- _TEXT FOR ANALYSIS_
· · · · · · ·

Large Language Model Unlearning via Embedding-Corrupted Prompts

Large language models (LLMs) have advanced to encompass extensive knowledge across diverse domains. Yet controlling what a large language model should not know is important for ensuring alignment and thus safe use. However, accurately and efficiently unlearning knowledge from an LLM remains challenging due to the potential collateral damage caused by the fuzzy boundary between retention and forgetting, and the large computational requirements for optimization across state-of-the-art models with hundreds of billions of parameters. In this work, we present Embedding-COrrupted (ECO) Prompts, a lightweight unlearning framework for large language models to address both the challenges of knowledge entanglement and unlearning efficiency. Instead of relying on the LLM itself to unlearn, we enforce an unlearned state during inference by employing a prompt classifier to identify and safeguard prompts to forget. We learn corruptions added to prompt embeddings via zeroth order optimization toward the unlearning objective offline and corrupt prompts flagged by the classifier during inference. We find that these embedding-corrupted prompts not only lead to desirable outputs that satisfy the unlearning objective but also closely approximate the output from a model that has never been trained on the data intended for forgetting. Through extensive experiments on unlearning, we demonstrate the superiority of our method in achieving promising unlearning at nearly zero side effects in general domains and domains closely related to the unlearned ones. Additionally, we highlight the scalability of our method to 100 LLMs, ranging from 0.5B to 236B parameters, incurring no additional cost as the number of parameters increases.

翻译：大语言模型（LLMs）已发展到涵盖多领域的广泛知识。然而，控制大语言模型不应掌握的知识对于确保对齐性及安全使用至关重要。但由于保留与遗忘之间模糊边界可能导致的连带损害，以及对具有数千亿参数的最先进模型进行优化所需的大量计算资源，从大语言模型中准确高效地遗忘知识仍具挑战性。本研究提出嵌入污染（ECO）提示，一种轻量级的大语言模型遗忘框架，以同时解决知识纠缠与遗忘效率的难题。该方法不依赖大语言模型自身进行遗忘，而是在推理阶段通过提示分类器识别并隔离需遗忘的提示，从而强制模型进入遗忘状态。我们通过零阶优化离线学习添加到提示嵌入中的污染扰动，使其朝向遗忘目标优化，并在推理时对分类器标记的提示进行嵌入污染。研究发现，这些嵌入污染的提示不仅能产生符合遗忘目标的理想输出，还能高度近似于从未在待遗忘数据上训练过的模型输出。通过大量遗忘实验，我们证明了该方法在通用领域及与遗忘领域密切相关的领域中，能以近乎零副作用实现优异的遗忘效果。此外，我们强调了该方法可扩展至100个参数规模从0.5B到236B的大语言模型，且参数数量增加不会带来额外成本。

· · · · · · ·

- _EXERCISE DATA_
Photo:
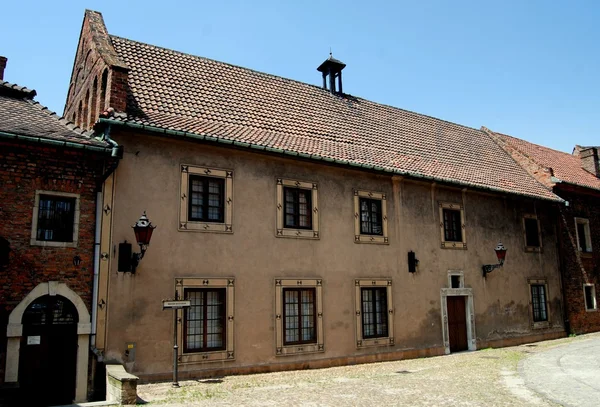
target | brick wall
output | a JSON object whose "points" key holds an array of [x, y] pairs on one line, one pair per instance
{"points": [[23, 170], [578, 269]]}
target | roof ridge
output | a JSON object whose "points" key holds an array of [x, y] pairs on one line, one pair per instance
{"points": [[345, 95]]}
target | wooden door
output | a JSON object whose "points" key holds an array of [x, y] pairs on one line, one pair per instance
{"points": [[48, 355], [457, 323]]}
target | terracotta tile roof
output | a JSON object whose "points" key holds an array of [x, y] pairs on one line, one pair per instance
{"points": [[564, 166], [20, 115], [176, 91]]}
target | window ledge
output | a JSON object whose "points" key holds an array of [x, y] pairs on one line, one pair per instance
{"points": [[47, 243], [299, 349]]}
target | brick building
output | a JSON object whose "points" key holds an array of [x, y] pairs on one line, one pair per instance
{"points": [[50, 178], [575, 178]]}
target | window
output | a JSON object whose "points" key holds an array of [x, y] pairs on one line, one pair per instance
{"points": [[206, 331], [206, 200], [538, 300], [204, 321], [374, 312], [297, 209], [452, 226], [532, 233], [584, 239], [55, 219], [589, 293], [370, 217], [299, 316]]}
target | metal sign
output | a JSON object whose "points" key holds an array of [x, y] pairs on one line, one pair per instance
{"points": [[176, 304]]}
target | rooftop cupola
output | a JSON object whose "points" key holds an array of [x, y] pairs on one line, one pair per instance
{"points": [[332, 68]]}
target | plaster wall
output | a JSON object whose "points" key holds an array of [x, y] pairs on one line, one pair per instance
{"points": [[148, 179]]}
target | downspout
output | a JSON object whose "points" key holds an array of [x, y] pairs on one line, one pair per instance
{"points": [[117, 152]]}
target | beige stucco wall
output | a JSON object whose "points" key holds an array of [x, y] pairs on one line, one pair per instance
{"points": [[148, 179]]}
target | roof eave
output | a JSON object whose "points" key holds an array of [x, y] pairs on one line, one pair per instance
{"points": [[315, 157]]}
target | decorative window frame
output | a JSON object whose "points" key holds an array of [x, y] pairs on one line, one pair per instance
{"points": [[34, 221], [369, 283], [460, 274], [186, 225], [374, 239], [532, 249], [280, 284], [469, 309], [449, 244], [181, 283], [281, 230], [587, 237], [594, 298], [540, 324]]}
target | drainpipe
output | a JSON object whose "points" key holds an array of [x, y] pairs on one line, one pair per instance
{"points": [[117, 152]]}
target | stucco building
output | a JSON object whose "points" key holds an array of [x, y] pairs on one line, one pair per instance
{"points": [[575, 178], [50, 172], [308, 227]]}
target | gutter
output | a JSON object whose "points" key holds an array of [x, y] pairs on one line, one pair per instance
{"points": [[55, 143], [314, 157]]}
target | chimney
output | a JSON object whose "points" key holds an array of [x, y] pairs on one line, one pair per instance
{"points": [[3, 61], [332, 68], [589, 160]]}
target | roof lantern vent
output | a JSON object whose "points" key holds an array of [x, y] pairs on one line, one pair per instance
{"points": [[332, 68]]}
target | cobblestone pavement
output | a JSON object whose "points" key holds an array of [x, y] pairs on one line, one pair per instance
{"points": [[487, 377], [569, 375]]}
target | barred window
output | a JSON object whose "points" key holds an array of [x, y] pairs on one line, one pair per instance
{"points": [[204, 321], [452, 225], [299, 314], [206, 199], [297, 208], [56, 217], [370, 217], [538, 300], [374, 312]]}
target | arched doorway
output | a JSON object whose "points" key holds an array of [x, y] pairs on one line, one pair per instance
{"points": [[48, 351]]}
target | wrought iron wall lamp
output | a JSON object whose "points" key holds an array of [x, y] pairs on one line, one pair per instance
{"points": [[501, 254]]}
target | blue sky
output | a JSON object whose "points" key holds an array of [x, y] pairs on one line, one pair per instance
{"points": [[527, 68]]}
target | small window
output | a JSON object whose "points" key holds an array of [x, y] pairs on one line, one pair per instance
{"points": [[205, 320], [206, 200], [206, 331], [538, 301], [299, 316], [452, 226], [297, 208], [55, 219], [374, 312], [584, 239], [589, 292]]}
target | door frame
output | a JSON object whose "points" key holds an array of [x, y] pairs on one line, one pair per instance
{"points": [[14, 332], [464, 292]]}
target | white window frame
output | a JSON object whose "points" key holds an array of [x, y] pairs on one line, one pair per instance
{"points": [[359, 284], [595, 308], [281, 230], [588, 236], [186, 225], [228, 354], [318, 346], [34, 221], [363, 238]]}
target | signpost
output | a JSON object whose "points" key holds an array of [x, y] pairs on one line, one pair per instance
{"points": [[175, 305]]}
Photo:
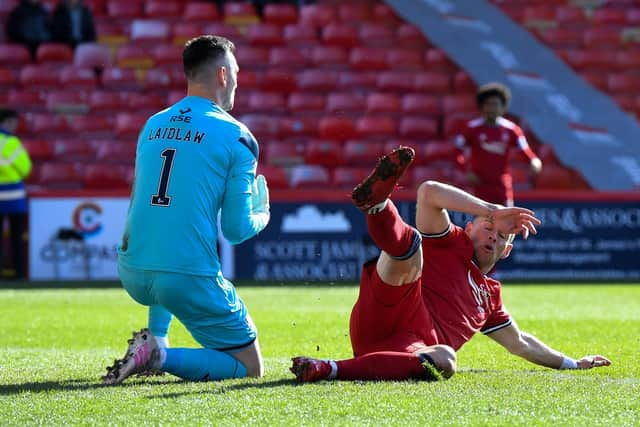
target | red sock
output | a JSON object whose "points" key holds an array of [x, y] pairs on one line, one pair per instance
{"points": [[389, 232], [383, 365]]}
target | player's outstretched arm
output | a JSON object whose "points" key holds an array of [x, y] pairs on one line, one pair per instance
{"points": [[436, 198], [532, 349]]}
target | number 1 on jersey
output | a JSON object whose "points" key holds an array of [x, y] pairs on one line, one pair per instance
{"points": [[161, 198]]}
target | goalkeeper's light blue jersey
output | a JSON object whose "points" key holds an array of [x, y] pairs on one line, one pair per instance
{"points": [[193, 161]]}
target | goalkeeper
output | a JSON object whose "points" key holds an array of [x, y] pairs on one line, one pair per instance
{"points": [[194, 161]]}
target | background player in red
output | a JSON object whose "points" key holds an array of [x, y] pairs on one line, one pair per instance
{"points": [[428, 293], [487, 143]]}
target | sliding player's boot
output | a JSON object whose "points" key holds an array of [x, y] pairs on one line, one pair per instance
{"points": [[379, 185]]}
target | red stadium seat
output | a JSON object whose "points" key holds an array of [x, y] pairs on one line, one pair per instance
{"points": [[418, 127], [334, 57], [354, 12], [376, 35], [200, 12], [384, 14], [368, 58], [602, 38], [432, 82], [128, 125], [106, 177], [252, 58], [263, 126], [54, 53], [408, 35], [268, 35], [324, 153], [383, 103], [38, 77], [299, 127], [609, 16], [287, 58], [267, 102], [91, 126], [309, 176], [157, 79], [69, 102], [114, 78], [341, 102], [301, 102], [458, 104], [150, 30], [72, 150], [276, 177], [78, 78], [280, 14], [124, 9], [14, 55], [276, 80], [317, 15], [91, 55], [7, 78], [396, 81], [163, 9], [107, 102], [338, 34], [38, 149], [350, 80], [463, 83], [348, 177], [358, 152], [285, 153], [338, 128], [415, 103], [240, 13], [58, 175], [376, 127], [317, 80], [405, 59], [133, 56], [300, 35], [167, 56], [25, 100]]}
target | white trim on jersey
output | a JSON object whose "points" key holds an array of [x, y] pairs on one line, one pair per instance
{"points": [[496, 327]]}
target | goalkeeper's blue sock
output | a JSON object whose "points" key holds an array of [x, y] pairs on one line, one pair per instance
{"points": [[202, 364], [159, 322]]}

· · · · · · ·

- _APPLY WHAT YOU READ_
1 – According to the abstract on LLM unlearning, how many LLMs does the method scale to, and across what range of parameter sizes?
2 – Reproduce word for word the passage of the abstract on LLM unlearning that begins with the words "翻译：大语言模型（LLMs）" and ends with "数数量增加不会带来额外成本。".

- _ANSWERS BY TASK_
1 – 100 LLMs, ranging from 0.5B to 236B parameters.

2 –
翻译：大语言模型（LLMs）已发展到涵盖多领域的广泛知识。然而，控制大语言模型不应掌握的知识对于确保对齐性及安全使用至关重要。但由于保留与遗忘之间模糊边界可能导致的连带损害，以及对具有数千亿参数的最先进模型进行优化所需的大量计算资源，从大语言模型中准确高效地遗忘知识仍具挑战性。本研究提出嵌入污染（ECO）提示，一种轻量级的大语言模型遗忘框架，以同时解决知识纠缠与遗忘效率的难题。该方法不依赖大语言模型自身进行遗忘，而是在推理阶段通过提示分类器识别并隔离需遗忘的提示，从而强制模型进入遗忘状态。我们通过零阶优化离线学习添加到提示嵌入中的污染扰动，使其朝向遗忘目标优化，并在推理时对分类器标记的提示进行嵌入污染。研究发现，这些嵌入污染的提示不仅能产生符合遗忘目标的理想输出，还能高度近似于从未在待遗忘数据上训练过的模型输出。通过大量遗忘实验，我们证明了该方法在通用领域及与遗忘领域密切相关的领域中，能以近乎零副作用实现优异的遗忘效果。此外，我们强调了该方法可扩展至100个参数规模从0.5B到236B的大语言模型，且参数数量增加不会带来额外成本。